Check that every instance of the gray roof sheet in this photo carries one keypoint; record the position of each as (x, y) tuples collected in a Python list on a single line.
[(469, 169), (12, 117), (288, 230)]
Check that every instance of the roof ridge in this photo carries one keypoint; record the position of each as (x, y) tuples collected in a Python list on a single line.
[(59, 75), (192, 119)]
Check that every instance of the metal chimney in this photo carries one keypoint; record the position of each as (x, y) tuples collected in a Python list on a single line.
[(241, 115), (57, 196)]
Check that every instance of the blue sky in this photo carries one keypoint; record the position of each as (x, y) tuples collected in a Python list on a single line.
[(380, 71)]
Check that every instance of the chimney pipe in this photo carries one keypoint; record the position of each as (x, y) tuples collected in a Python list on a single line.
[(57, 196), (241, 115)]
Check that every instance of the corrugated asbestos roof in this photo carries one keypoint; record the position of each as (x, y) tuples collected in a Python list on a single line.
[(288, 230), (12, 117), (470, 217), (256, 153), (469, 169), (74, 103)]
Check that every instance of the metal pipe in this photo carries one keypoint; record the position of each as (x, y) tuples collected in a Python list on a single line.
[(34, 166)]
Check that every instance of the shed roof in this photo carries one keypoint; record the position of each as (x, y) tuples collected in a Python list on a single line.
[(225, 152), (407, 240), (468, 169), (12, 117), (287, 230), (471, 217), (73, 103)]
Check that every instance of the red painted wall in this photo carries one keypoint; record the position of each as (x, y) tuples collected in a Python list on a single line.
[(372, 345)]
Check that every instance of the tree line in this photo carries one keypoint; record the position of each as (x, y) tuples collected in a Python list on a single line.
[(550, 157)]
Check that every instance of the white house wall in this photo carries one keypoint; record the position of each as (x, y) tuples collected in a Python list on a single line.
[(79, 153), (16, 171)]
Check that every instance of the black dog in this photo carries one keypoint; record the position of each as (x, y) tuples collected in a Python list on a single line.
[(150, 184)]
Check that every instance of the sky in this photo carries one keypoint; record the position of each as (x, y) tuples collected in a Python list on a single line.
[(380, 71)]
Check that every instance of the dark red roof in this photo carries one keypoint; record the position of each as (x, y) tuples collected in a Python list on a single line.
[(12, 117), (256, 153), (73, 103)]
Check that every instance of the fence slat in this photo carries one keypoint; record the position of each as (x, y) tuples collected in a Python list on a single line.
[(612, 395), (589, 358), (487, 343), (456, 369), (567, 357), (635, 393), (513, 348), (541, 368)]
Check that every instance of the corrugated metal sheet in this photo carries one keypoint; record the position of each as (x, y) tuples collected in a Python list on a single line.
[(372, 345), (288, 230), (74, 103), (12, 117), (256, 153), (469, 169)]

**Prompt**: Each line above should be reproduced exactly, with nothing omitted.

**Result of the exercise**:
Check that every instance of the gray roof sheet in this photo carries one keypoint; record the position of each as (x, y) tuples collected in a Python list on a single line.
[(469, 169), (12, 117), (288, 230)]
Check that every instance of the roof ridge in this photo carries one keypoint; record the position of each as (x, y) tuples collected in a Python list on a single line.
[(59, 75), (192, 119)]
Check that every instance of the metal chimney in this photo carries one keypoint; record the position of each as (x, y) tuples collected in a Python list on a single line.
[(241, 115), (57, 196)]
Check that every instance of the blue sky in this photo carries one keypoint; record the position of each as (x, y) tuples collected in a Python list on a single line.
[(380, 71)]
Check that every instance of the chimney pipe in this photo carries one keypoint; record the position of each as (x, y) tuples collected in a Python list on a single line.
[(57, 196), (241, 115)]
Check that every instance of the corrugated asbestos roof in this photo carries one keypoint; record the position of each as (x, y) tuples collected in a Python list on a single line.
[(288, 230), (12, 117), (470, 217), (256, 153), (469, 169), (74, 103)]
Check that every instance of the metal pipe in this photo carries one keypoint; record the position of each as (x, y) tuples collected in a Python list on a single line.
[(34, 166)]
Check that every instance of the shed roof in this photo carries one keypoint; record the position of each as (x, y) tuples collected in a Python list on a single line.
[(225, 152), (407, 240), (468, 169), (12, 117), (287, 230), (471, 217), (73, 103)]
Check that every instance of the red painted wall in this photo carries one keypoint; record the position of each as (x, y) tuples collected in a Python list on a single line.
[(372, 345)]
Check that every instance of the tree line in this photo carries one keypoint; record the position of each as (x, y) tuples collected in a Python list on a single line.
[(550, 157)]
Check that every instance of the white house wall in this photo carries one keypoint; record the position of each as (x, y) tuples collected in a Python list on a single line.
[(79, 153), (16, 171)]
Check that every instance of the black dog in this photo carries one keypoint; record the position of each as (x, y) tuples collected in a Python list on a single line.
[(150, 184)]
Check that every instance of the sky in this photo carries one keypoint; record the position of each as (x, y) tuples collected in a Python list on a single line.
[(380, 71)]
Check that every instance of the dark red roof in this photo carries one keypoint; record the position of each as (x, y) tuples collected in a Python list on a single line.
[(12, 117), (256, 153), (73, 103)]
Check that every instance of the fence slat in this photo carries one keypoint; record the position of each as (x, y) tuples collected in a Python list on a single line.
[(612, 395), (589, 358), (487, 343), (456, 369), (567, 357), (635, 393), (513, 348), (541, 368)]
Check that every instance of the corrugated metal sheet in this photo carries one keypoint; record the position of each as (x, y) tuples collected in a Python list on a single line.
[(372, 345), (288, 230), (74, 103), (12, 117), (256, 153), (469, 169)]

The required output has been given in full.